**Records shown:**

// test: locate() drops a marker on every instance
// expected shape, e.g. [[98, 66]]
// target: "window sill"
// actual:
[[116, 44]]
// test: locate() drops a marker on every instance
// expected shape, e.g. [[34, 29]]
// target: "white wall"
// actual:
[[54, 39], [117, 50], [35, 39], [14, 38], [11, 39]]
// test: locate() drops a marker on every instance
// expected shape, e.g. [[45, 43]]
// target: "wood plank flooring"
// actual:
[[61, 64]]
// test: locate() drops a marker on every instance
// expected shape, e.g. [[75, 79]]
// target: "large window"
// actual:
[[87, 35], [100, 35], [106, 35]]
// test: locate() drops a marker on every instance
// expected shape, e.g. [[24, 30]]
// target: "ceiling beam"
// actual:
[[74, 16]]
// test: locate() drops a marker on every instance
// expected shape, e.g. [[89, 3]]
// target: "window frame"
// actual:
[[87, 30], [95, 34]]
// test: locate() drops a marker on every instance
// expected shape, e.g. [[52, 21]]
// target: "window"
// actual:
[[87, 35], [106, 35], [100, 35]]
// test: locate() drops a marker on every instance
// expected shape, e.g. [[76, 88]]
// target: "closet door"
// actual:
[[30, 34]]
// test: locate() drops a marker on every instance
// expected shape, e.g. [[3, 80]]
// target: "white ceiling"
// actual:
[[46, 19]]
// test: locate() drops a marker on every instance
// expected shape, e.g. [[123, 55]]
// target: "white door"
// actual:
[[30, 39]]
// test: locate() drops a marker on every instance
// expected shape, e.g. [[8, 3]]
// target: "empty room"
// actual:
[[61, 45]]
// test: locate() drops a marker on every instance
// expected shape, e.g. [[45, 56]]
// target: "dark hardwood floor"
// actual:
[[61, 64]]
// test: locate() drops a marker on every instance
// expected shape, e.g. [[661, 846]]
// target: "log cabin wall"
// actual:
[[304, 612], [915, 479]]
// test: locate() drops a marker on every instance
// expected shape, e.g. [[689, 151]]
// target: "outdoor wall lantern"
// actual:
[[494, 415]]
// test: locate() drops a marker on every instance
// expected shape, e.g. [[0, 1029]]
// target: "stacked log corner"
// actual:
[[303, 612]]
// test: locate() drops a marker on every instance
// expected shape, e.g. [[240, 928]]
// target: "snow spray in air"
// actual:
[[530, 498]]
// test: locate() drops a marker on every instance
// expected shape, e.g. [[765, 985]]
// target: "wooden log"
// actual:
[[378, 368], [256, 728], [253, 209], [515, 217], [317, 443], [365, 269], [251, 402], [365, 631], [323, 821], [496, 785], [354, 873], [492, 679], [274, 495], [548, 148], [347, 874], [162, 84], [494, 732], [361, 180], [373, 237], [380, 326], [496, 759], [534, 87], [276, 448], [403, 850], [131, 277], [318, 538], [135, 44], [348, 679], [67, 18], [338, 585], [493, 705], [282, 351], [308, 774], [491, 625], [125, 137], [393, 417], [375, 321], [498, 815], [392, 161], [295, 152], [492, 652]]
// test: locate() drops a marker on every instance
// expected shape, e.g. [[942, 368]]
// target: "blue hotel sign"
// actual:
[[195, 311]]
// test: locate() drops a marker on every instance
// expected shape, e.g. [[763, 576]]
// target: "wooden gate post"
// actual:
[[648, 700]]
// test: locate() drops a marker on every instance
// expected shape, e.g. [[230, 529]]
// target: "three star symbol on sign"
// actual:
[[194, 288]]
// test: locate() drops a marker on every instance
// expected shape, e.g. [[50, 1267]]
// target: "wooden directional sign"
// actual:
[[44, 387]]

**Task to complete:**
Reproduce every one of the entries above verbatim, line for line, without changing anything.

**Correct output:**
// test: locate() drops a marker on every instance
// expected shape, e.g. [[98, 66]]
// target: "window sill"
// actual:
[[116, 44]]
// test: locate() drops a marker on every instance
// expected shape, e.g. [[34, 29]]
// target: "white wall"
// actual:
[[54, 39], [117, 50], [35, 39], [14, 38], [11, 39]]
// test: locate() drops a marker on every instance
// expected shape, e.g. [[45, 43]]
// target: "wood plank flooring"
// actual:
[[61, 64]]
// test: locate() drops a marker on every instance
// expected shape, e.g. [[75, 79]]
// target: "large window"
// actual:
[[87, 35], [100, 35], [106, 35]]
// test: locate() drops a marker on every instance
// expected shape, e.g. [[24, 30]]
// target: "ceiling beam"
// actual:
[[74, 16]]
// test: locate() drops a marker on every instance
// expected shape, e.g. [[89, 3]]
// target: "window frame"
// actual:
[[87, 30], [95, 34]]
// test: locate() drops a marker on every instance
// expected shape, e.g. [[52, 21]]
// target: "window"
// actual:
[[87, 35], [106, 35], [100, 35]]
// test: locate() drops a marker on every instance
// expected shape, e.g. [[76, 88]]
// target: "closet door"
// actual:
[[30, 34]]
// test: locate() drops a marker on every instance
// expected shape, e.g. [[3, 80]]
// target: "white ceiling"
// actual:
[[46, 19]]
// test: locate() drops a marker on every instance
// expected shape, e.g. [[123, 55]]
// target: "white door"
// actual:
[[30, 39]]
// test: locate() drops a marker on every instance
// expected shape, e.g. [[8, 3]]
// target: "empty room"
// actual:
[[61, 45]]
// test: locate() drops a marker on every instance
// expected shape, e.g. [[45, 56]]
// target: "dark hardwood floor"
// actual:
[[61, 64]]
// test: locate() drops a marker on every instance
// expected shape, e.g. [[661, 846]]
// target: "log cabin wall"
// actual:
[[304, 612], [915, 479]]
// test: locate() drops a marker on every instance
// expected shape, e.g. [[689, 151]]
// target: "outdoor wall lantern"
// actual:
[[494, 415]]
// test: locate() drops a marker on every instance
// expected shape, e.g. [[0, 1029]]
// target: "stacked log corner"
// actual:
[[303, 612]]
// test: locate() drops a marker on every instance
// expected shape, e.g. [[240, 928]]
// target: "snow spray in air"
// actual:
[[530, 498]]
// test: locate() drops a marker on every instance
// expected shape, e.g. [[765, 985]]
// target: "wooden log"
// actual:
[[378, 368], [256, 728], [253, 209], [515, 217], [317, 443], [365, 269], [251, 402], [365, 631], [323, 821], [496, 785], [354, 873], [492, 679], [274, 495], [548, 148], [347, 874], [162, 84], [494, 732], [361, 180], [373, 237], [380, 326], [496, 759], [534, 87], [276, 448], [403, 850], [131, 277], [318, 538], [135, 44], [348, 679], [67, 18], [338, 585], [493, 705], [282, 351], [308, 774], [491, 625], [125, 137], [393, 417], [375, 321], [498, 815], [392, 161], [295, 152], [492, 652]]
// test: locate() drops a marker on every instance
// expected shape, e.g. [[942, 368]]
// target: "blue hotel sign"
// actual:
[[195, 311]]
// test: locate() drops a marker on every instance
// expected shape, e.g. [[763, 576]]
// target: "wooden gate post"
// actual:
[[648, 700]]
// test: locate() drops a marker on every instance
// expected shape, e.g. [[230, 529]]
// target: "three star symbol on sign"
// actual:
[[194, 288]]
// test: locate() drops a marker on every instance
// expected shape, e.g. [[50, 1267]]
// target: "wooden directional sign"
// actual:
[[44, 387]]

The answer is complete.